Dataset entries:
[Start of section]
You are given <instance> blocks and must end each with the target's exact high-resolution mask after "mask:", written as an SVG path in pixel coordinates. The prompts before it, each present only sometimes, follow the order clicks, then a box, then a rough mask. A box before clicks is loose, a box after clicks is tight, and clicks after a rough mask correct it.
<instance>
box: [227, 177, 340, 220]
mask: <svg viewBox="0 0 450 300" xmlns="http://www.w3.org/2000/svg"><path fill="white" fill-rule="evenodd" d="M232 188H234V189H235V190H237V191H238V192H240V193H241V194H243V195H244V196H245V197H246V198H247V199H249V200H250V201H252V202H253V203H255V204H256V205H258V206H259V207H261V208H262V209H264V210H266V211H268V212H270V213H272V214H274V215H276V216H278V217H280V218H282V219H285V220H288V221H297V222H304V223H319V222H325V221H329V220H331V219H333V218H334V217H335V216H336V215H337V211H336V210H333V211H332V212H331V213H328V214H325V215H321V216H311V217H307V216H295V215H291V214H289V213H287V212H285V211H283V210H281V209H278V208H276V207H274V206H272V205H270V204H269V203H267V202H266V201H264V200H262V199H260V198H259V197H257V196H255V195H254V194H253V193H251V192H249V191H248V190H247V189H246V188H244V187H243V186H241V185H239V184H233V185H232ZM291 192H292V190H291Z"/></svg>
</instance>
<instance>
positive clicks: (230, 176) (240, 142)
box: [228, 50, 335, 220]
[End of section]
Brief: Write the records out again, character for character.

Reply to the task:
You are given <instance> blocks and must end each with the target's exact high-resolution mask after "mask:", written as an SVG path in pixel coordinates. The prompts before it, each present only sometimes, follow the order clicks, then a box, then a rough mask. A box before clicks is loose, a box after clicks is tight, and clicks after a rough mask correct it.
<instance>
box: [227, 177, 340, 220]
mask: <svg viewBox="0 0 450 300" xmlns="http://www.w3.org/2000/svg"><path fill="white" fill-rule="evenodd" d="M232 188H234V189H235V190H237V191H238V192H240V193H241V194H243V195H244V196H245V197H246V198H247V199H249V200H250V201H252V202H253V203H255V204H256V205H258V206H259V207H261V208H262V209H264V210H266V211H268V212H270V213H272V214H274V215H276V216H278V217H280V218H282V219H285V220H288V221H297V222H304V223H319V222H325V221H329V220H331V219H333V218H334V217H335V216H336V215H337V211H336V210H333V211H332V212H331V213H328V214H325V215H321V216H311V217H307V216H295V215H291V214H289V213H287V212H285V211H283V210H281V209H278V208H276V207H274V206H272V205H270V204H269V203H267V202H266V201H264V200H262V199H260V198H259V197H257V196H255V195H254V194H253V193H251V192H249V191H248V190H247V189H246V188H244V187H243V186H241V185H239V184H233V185H232ZM291 192H292V190H291Z"/></svg>
</instance>
<instance>
positive clicks: (230, 176) (240, 142)
box: [228, 50, 335, 220]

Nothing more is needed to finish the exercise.